Work to be completed
Copy out the full listing below line for line, with no changes.

Information shown
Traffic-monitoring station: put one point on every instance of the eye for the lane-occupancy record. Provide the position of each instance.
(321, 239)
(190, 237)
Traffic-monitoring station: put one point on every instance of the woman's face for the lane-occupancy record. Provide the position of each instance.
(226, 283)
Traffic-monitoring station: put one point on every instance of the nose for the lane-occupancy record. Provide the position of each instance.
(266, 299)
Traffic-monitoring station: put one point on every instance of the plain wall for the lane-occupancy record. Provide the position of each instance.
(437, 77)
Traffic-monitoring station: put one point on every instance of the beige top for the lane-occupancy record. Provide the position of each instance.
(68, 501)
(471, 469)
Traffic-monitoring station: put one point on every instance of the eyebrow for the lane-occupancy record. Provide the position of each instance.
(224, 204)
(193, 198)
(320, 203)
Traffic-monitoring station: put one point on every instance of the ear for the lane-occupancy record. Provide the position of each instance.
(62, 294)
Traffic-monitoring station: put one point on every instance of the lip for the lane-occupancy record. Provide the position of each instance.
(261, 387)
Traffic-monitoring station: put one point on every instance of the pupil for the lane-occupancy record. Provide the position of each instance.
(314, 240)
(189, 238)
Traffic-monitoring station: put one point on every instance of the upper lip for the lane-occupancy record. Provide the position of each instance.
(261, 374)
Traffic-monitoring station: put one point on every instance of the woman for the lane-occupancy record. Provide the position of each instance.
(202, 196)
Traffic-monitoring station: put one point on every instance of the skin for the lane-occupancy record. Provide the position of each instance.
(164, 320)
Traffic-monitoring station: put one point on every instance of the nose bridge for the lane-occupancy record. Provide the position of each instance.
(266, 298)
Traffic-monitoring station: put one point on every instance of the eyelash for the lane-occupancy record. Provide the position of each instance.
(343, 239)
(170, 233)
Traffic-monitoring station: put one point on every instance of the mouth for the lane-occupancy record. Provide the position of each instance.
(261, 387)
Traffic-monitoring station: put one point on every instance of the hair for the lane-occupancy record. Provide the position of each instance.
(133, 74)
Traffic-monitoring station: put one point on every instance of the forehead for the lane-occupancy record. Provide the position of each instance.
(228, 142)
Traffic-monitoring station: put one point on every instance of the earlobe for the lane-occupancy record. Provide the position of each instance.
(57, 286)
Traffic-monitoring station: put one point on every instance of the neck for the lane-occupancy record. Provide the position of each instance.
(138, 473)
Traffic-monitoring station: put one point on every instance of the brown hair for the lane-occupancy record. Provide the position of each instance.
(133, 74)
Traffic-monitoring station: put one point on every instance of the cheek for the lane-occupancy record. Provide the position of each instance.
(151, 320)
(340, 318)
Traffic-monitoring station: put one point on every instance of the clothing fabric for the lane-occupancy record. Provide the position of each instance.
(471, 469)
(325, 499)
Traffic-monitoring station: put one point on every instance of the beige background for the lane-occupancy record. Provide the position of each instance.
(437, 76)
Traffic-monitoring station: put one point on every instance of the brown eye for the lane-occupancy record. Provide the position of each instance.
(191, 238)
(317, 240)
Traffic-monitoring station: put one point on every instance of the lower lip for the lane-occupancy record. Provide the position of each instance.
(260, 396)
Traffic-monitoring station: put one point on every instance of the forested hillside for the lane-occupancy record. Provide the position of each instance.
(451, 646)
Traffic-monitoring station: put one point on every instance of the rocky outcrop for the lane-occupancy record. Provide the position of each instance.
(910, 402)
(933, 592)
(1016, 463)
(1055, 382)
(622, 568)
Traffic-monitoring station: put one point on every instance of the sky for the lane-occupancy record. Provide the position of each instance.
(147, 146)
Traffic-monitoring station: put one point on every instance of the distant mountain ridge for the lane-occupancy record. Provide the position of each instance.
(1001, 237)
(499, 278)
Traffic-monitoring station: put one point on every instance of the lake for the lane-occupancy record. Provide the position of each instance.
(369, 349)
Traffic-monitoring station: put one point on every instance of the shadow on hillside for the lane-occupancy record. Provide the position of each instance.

Exercise response
Traffic-monitoring station: put one point on every instance of the eye for the lane-occupancy record. Provide the position of each instance.
(321, 239)
(190, 237)
Traffic-monitoring station: put one point on every instance of the woman's face for the lane-occupancy record. Provide the position of each instance.
(226, 283)
Traffic-monitoring station: put one point on every instance of the nose for the lane-occupancy record. Provide the position of each instance.
(266, 299)
Traffic-monitoring station: put one point on every instance of the plain wall for the lane-occupancy record. Provide the position of each instance.
(437, 77)
Traffic-monitoring station: put one point on every instance of the beige top for the lane-occupancy record. Provide the position of each instance.
(68, 501)
(471, 469)
Traffic-monitoring station: put one point on every instance of the eyebrow for the lane-occupancy record. Provide the position of each instance.
(224, 204)
(193, 198)
(320, 203)
Traffic-monitoring station: put one point on every instance of the ear for the lane-occupancy record. Provide the position of each instance.
(62, 294)
Traffic-monitoring station: put one point on every instance of the lip for the lane-occupancy record. Provide the position of each instance.
(261, 387)
Traffic-monitoring station: put one point on every instance of the pupil for the lane-occupancy record. Provide the position of each instance.
(314, 240)
(189, 238)
Traffic-monitoring station: put one point on every instance of the upper lip for the lane-occupancy record. Provide the position of each instance.
(261, 374)
Traffic-monitoring station: put one point on every instance of the woman for the lane-occupancy record. Provide the position of each instance.
(202, 196)
Traffic-monitoring station: put one point on every instance of the skin for the lane-occupancy record. Provide the position of each instance.
(164, 320)
Traffic-monitoring station: put one point on every instance of the nose bridge for the lane-occupancy record. Provide the position of each instance.
(266, 298)
Traffic-monitoring station: put one point on every instance of the eyelash for the lane-occupancy record. Provide the position of each instance.
(343, 239)
(170, 233)
Traffic-monitoring station: put one point on every instance of the mouth for the lane-occupancy record. Provide the position of each instance.
(261, 387)
Traffic-monitoring station: put one point on every instance of the hair for the lane-occupancy record. Provide the position of each instance.
(133, 74)
Traffic-monitoring station: put one point on every instance of the forehead for the lane-occupancy record. Provide the position of each instance.
(228, 142)
Traffic-monitoring station: put one point on every instance of the earlobe for the lane-occupancy record. Provide the position of each instance.
(57, 286)
Traffic-monitoring station: put one point on every instance of the neck for the lane-occupancy record. Provide the position of each instance.
(138, 473)
Traffic-monitoring station: put one point on every instance of the brown hair for the lane-occupancy record. Provide the position of each instance.
(133, 74)
Traffic-monitoring station: put one point on every instance of the cheek for the lane-occupancy record. Provide the position of each instance.
(151, 320)
(340, 318)
Traffic-monitoring station: put one point on every instance of the clothing fabric for the lane-occupancy record. Provide the position of each instance.
(471, 469)
(325, 499)
Traffic-monitoring station: put one point on every instance of the beige background for the lane-occupancy record. Provide the position of each instance.
(437, 76)
Traffic-monitoring station: put one point on every instance of the brown eye for the lane-occupancy record. Provide the position of each instance.
(191, 238)
(317, 240)
Traffic-monitoring station: put one point on every instance of the lower lip for the lane-occupancy record. Provide the position of each instance.
(260, 396)
Traffic-monitoring station: put one point on every instance of the forested hillside for the lane-occupancy record. Provide the position of each instance.
(451, 646)
Traffic-monitoring station: put one point on every instance of the rocky outcrop for the lane-occupancy record. Provide the position of each instance.
(910, 402)
(933, 592)
(1016, 463)
(1055, 382)
(622, 568)
Traffic-monitoring station: put one point on every instance of the sky for the lane-occupancy record. Provide the position of each instance.
(147, 146)
Traffic-monitoring station: put one point on every instance of the distant mountain ridge for the lane-occupancy record. Provide the position of each instance.
(1001, 237)
(499, 278)
Traffic-monitoring station: put one point on every instance of the lake for the lane-occupancy record. Provide the position of each instance.
(369, 349)
Traffic-monitoring station: put one point on every instance of the shadow on hillside for the lane-occupancy record. Provide the position of each instance.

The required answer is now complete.